The temple is open from 6 a.m. to evening 7:30 p.m. without a break and the temple is open throughout all the 7 days of week. The temple priests perform the pooje (rituals) during festivals and on a daily basis. As at other Vishnu temples in the nearby state Tamil Nadu, the priests belong to the Vaishnavaite community, a Brahmin sub-caste. The temple rituals are performed four times a day: Ushathkalam at 8 a.m., Kalasanthi at 10:00 a.m., Sayarakshai at 5:00 p.m. and Ardha Jamam at 7:00 p.m. Each ritual has three steps: alankaara (decoration), neivedhya (food offering) and deepa aradane (waving of lamps) for both Venkateshwara and his consort Alamelumanga. During the worship, religious instructions in the Vedas (sacred text) are recited by priests, and worshippers prostrate themselves in front of the temple mast. There are weekly, monthly and fortnightly rituals performed in the temple.

The temple is considered holy as the Tirupathi Venkateswara temple and devotees from other states like Andhra Pradesh and Tamil Nadu visit the temple. As of November 2012, the temple had an annual revenue of ₹1 crore. The Brahmotsavam, the major festival, is celebrated annually during Shravana Shaniwara during which the festival images of the presiding deities are taken in a parade around the streets of the temple in a chariot. An interesting part of this lord Venkateshwara idol is that it is an Abhayahastha (hand showing upwards as blessing) whereas in Tirupathi at Andhra Pradesh, the presiding deity's hand is showing downwards. The chariot festival has been of historic importance and draws crowd from neighbouring regions. Karaga, also called Mother goddess festival is celebrated in the temple annually. People go on a pilgrimage and as a mode of worship walk 15 to 20 km from various villages to the temple. The devotees are fed by neighbouring villages during the event.
------------------------------------
Directions:
1) According to the temple passage, at what time is the Kalasanthi ritual performed?
2) Extract the part of the temple passage between "The temple is open from" and "in the temple.", inclusive.

[Region pointing data]
------------------------------------
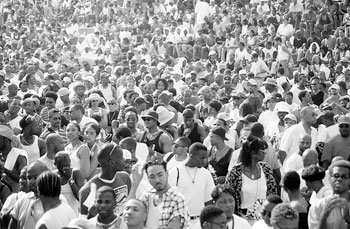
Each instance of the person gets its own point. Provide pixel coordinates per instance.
(289, 141)
(269, 203)
(54, 125)
(327, 213)
(251, 179)
(219, 154)
(291, 184)
(194, 181)
(295, 162)
(77, 150)
(13, 159)
(71, 180)
(54, 144)
(337, 145)
(29, 140)
(284, 216)
(57, 213)
(223, 198)
(28, 208)
(135, 214)
(77, 112)
(212, 217)
(190, 128)
(105, 204)
(313, 176)
(110, 157)
(165, 204)
(158, 143)
(179, 154)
------------------------------------
Outputs for the tasks:
1) 10:00 a.m.

2)
The temple is open from 6 a.m. to evening 7:30 p.m. without a break and the temple is open throughout all the 7 days of week. The temple priests perform the pooje (rituals) during festivals and on a daily basis. As at other Vishnu temples in the nearby state Tamil Nadu, the priests belong to the Vaishnavaite community, a Brahmin sub-caste. The temple rituals are performed four times a day: Ushathkalam at 8 a.m., Kalasanthi at 10:00 a.m., Sayarakshai at 5:00 p.m. and Ardha Jamam at 7:00 p.m. Each ritual has three steps: alankaara (decoration), neivedhya (food offering) and deepa aradane (waving of lamps) for both Venkateshwara and his consort Alamelumanga. During the worship, religious instructions in the Vedas (sacred text) are recited by priests, and worshippers prostrate themselves in front of the temple mast. There are weekly, monthly and fortnightly rituals performed in the temple.